• [What is required]:
Update the lines below by replacing "photo" with "image" wherever it appears, leaving everything else unchanged. Omit the pictures from your answer.

[A series of records]
____________

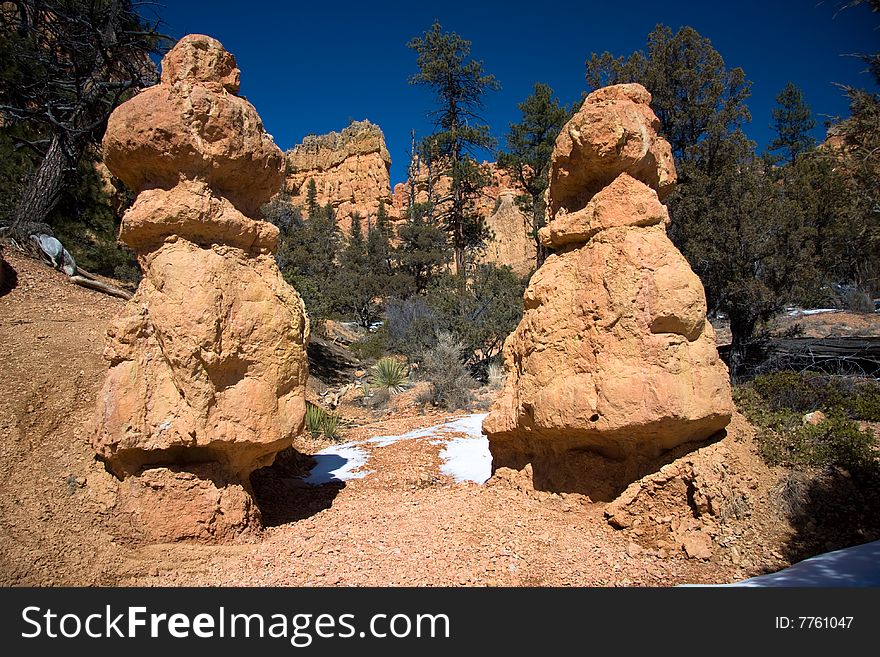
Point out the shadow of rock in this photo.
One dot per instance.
(8, 278)
(590, 473)
(283, 496)
(330, 363)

____________

• [Complete output]:
Point out the shadow of rock in this image.
One dot per instance.
(8, 278)
(590, 473)
(283, 496)
(330, 363)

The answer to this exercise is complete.